[Coordinate annotation records]
▬▬▬

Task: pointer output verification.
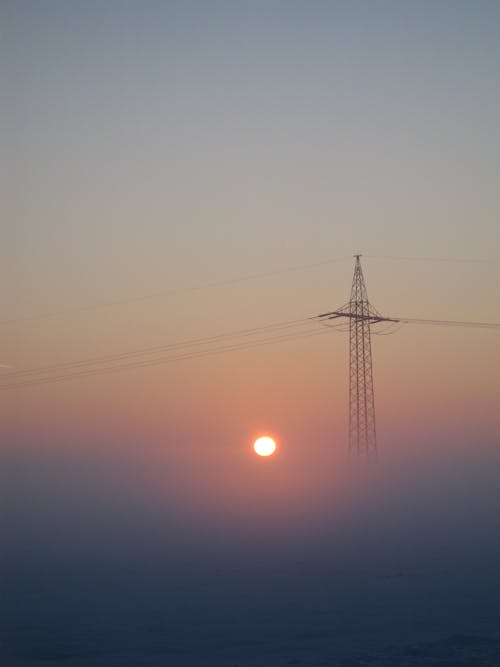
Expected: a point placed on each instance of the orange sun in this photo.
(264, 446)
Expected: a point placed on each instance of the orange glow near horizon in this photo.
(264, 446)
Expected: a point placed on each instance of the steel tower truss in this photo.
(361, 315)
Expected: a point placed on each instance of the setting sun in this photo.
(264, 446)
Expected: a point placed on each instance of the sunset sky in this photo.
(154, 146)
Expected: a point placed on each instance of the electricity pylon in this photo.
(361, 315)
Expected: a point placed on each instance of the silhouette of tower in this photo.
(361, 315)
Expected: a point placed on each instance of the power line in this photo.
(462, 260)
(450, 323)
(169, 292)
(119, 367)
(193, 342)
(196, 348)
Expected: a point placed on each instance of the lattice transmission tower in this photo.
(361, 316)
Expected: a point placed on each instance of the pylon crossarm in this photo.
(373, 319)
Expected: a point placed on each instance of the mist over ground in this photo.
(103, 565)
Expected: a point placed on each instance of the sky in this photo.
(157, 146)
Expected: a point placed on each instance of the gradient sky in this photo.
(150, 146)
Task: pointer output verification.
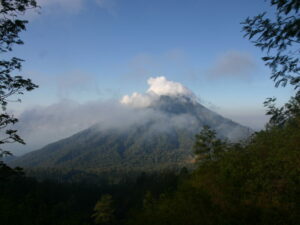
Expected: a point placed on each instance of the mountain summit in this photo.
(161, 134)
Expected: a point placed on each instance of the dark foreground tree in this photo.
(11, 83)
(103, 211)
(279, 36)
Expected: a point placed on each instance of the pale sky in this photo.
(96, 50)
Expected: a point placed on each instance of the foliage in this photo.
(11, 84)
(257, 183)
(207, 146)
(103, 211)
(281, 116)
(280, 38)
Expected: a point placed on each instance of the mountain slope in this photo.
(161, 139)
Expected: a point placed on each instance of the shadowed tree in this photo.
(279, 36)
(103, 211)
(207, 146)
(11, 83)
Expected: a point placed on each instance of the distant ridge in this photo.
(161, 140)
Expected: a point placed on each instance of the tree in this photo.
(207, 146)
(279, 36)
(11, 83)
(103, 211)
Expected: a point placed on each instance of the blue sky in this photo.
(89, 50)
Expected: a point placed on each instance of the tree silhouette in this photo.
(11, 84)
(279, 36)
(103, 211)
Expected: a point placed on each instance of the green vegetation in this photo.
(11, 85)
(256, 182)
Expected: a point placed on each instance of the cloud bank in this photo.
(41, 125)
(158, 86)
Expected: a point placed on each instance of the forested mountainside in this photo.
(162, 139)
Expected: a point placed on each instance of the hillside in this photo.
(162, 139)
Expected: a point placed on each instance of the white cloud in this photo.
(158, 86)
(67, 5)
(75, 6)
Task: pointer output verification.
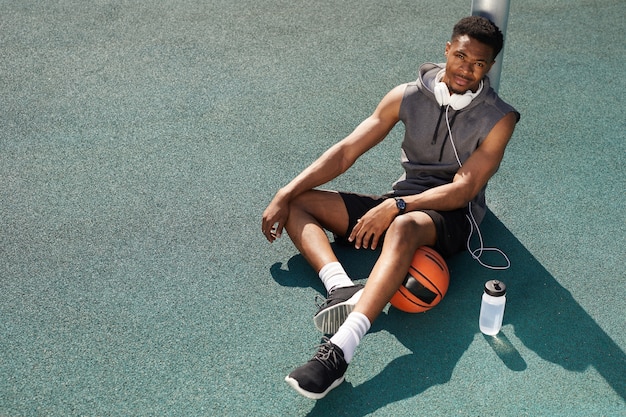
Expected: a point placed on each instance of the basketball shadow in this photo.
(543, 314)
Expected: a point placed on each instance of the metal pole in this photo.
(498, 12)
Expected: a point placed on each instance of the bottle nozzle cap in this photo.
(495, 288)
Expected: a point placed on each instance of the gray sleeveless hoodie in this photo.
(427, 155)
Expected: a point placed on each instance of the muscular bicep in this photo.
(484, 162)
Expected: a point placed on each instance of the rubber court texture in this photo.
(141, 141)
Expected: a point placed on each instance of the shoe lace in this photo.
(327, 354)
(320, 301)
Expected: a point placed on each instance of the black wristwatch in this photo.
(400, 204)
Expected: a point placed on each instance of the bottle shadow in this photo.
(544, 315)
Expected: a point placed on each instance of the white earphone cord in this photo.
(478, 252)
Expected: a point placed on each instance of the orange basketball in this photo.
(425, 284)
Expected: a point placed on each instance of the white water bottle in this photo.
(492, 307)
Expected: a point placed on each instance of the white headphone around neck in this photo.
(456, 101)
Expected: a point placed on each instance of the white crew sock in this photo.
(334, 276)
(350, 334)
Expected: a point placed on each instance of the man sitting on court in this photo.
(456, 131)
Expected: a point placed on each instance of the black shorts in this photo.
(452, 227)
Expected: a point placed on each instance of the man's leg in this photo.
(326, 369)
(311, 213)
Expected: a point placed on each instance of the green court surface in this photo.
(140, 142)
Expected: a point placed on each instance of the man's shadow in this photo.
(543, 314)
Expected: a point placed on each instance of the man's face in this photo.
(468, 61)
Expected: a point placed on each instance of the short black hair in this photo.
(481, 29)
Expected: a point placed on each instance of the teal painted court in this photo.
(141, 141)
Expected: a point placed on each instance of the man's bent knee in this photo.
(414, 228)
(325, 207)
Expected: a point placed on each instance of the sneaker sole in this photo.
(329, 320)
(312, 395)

▬▬▬

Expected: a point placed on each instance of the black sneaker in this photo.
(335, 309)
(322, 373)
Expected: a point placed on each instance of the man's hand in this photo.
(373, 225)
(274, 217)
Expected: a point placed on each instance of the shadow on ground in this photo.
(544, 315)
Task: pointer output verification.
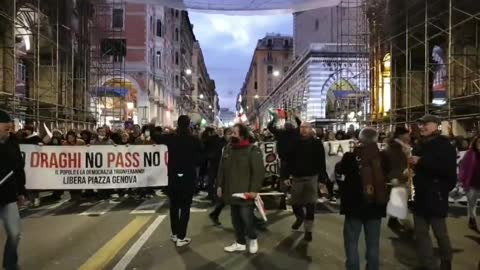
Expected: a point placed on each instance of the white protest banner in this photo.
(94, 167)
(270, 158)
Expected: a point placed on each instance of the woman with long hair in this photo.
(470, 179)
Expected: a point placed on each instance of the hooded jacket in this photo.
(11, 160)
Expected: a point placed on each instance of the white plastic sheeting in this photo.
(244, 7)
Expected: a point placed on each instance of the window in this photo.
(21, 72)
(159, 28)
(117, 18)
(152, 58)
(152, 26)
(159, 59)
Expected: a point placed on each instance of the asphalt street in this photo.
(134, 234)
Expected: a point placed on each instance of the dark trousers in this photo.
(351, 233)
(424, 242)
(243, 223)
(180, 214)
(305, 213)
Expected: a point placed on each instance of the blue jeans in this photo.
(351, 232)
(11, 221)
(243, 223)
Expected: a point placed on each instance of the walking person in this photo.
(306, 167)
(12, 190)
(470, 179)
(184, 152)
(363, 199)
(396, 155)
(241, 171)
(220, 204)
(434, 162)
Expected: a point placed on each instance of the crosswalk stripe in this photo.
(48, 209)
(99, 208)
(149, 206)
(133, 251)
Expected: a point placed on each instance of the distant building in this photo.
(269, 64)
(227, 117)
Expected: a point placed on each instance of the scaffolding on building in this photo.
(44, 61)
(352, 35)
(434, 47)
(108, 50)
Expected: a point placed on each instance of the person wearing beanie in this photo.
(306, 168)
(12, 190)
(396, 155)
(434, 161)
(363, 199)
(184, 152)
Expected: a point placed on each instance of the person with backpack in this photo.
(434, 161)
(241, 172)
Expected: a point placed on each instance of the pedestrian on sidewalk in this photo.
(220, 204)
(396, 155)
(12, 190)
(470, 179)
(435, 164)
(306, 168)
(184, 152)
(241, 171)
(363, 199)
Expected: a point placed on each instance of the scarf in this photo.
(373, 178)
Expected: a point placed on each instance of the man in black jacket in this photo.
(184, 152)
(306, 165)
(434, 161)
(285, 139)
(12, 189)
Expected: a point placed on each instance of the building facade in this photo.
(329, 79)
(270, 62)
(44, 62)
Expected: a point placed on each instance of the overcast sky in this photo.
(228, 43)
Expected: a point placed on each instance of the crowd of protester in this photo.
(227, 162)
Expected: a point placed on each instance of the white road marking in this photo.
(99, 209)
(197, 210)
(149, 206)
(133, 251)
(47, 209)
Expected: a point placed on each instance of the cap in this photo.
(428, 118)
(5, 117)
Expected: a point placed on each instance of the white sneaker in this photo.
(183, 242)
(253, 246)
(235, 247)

▬▬▬

JOB
Gather every line of the listing that contains the string "hair", treating uppercase and lowercase as different.

EXERCISE RESULT
Expected: a point placed on each instance of the short black hair in this photo.
Expected: a point placed on each instance of the woman with long hair in this photo.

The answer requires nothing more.